YOUR INSTRUCTIONS: For each line below that holds the word "tree", make a copy.

EXTRACTED RECORDS:
□ □ □ □ □ □ □

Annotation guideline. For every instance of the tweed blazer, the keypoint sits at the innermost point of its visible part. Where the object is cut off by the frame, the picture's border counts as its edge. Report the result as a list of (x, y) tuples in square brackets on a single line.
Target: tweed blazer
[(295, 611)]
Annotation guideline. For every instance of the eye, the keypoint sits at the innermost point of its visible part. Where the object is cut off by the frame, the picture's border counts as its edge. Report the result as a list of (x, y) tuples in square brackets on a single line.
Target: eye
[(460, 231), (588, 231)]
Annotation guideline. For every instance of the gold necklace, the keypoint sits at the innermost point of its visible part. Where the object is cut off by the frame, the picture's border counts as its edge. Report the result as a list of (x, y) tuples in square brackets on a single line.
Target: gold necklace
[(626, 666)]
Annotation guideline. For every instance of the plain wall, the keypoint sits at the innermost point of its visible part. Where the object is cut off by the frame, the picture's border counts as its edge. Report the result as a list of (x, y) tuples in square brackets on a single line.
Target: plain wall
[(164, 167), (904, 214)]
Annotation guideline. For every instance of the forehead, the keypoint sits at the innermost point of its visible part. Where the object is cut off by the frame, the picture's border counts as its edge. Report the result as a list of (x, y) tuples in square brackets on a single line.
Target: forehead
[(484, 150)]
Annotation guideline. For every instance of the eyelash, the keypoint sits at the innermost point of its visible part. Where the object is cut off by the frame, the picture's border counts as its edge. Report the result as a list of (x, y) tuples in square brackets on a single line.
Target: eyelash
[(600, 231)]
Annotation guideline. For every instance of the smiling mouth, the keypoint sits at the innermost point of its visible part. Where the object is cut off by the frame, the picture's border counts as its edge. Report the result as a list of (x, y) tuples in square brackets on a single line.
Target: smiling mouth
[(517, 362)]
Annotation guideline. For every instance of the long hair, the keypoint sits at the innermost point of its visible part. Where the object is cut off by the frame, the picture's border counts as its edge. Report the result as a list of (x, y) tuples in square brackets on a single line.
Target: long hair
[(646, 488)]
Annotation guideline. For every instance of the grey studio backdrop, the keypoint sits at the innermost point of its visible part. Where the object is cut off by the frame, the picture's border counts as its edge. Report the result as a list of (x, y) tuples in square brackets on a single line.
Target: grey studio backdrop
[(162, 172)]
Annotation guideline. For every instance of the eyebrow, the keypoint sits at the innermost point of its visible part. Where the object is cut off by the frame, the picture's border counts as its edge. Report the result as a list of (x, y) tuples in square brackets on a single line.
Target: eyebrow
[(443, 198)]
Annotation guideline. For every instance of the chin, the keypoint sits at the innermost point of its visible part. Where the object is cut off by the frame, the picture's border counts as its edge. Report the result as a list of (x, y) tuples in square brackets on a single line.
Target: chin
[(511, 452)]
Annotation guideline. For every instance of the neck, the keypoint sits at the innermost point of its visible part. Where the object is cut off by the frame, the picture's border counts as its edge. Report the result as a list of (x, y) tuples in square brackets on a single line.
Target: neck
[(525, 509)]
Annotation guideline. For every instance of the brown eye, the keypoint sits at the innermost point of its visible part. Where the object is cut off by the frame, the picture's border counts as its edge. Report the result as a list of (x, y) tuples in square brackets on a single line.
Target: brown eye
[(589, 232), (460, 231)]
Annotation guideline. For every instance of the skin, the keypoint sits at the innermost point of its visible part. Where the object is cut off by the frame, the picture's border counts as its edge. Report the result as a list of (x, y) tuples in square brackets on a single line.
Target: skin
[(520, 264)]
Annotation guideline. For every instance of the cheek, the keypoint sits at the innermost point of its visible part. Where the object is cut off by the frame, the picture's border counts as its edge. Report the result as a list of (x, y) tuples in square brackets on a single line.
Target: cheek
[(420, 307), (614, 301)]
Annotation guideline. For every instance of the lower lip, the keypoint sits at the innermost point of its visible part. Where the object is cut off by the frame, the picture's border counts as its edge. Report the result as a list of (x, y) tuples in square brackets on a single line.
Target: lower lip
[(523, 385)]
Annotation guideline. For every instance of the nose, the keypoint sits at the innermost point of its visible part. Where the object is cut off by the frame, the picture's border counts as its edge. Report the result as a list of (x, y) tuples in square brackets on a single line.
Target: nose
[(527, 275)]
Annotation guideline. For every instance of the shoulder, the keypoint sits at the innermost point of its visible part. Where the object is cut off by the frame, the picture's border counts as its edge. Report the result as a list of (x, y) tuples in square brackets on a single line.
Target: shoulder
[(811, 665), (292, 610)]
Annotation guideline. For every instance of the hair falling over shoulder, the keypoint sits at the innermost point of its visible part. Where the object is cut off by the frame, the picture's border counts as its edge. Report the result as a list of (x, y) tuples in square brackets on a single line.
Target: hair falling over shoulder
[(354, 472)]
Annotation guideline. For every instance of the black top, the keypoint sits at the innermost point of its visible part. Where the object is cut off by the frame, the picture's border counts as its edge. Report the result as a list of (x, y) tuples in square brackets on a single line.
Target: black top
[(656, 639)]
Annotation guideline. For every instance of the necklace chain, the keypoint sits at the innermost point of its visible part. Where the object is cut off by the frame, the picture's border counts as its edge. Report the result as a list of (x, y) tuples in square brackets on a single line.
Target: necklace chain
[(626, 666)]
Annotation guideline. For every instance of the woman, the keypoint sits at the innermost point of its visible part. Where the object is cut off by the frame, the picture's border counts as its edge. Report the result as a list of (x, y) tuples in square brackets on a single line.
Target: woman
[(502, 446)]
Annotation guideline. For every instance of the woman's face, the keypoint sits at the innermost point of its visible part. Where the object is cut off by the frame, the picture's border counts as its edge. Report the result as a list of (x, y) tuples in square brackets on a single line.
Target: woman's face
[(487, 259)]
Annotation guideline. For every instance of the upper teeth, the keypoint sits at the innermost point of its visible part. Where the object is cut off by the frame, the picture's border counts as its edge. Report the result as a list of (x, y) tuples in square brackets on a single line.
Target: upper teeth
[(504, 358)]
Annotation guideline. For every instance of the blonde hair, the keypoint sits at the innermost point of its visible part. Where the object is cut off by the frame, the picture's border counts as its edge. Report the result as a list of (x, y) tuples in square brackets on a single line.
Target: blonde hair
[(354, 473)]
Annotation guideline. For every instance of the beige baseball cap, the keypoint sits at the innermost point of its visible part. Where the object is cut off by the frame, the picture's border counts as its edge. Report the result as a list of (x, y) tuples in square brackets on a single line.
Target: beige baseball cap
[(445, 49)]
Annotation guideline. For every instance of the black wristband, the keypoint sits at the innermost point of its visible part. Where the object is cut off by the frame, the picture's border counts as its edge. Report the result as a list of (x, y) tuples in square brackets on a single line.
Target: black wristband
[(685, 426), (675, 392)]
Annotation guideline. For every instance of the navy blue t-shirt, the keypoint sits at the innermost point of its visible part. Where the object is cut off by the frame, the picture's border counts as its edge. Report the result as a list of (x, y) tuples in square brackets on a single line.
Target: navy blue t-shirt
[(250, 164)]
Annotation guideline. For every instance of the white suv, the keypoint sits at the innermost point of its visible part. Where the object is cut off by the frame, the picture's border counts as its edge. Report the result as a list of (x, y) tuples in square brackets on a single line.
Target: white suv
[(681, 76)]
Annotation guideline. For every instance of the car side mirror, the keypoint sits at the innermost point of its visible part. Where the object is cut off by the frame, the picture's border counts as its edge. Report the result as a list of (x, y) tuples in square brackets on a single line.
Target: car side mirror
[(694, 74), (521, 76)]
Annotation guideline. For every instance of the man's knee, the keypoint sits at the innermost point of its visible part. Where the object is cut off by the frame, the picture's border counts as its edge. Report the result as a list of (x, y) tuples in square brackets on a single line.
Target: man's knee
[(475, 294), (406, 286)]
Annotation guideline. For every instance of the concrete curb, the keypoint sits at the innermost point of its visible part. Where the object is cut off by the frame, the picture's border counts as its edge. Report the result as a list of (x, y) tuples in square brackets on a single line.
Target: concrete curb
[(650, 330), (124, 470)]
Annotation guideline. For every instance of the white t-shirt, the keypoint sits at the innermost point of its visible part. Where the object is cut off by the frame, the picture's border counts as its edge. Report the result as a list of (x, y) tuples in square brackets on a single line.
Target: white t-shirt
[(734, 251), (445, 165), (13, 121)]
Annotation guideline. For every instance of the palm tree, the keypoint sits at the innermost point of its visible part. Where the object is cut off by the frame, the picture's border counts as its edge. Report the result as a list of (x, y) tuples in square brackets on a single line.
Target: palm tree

□ □ □ □ □ □ □

WRITTEN SOLUTION:
Annotation guideline. For every instance of the palm tree, the keypoint sits at the innermost point of its visible part. Where the object is cut off by the frame, the picture's border counts as its edge. Report the result as a list of (x, y) tuples in square brackets on a single line.
Target: palm tree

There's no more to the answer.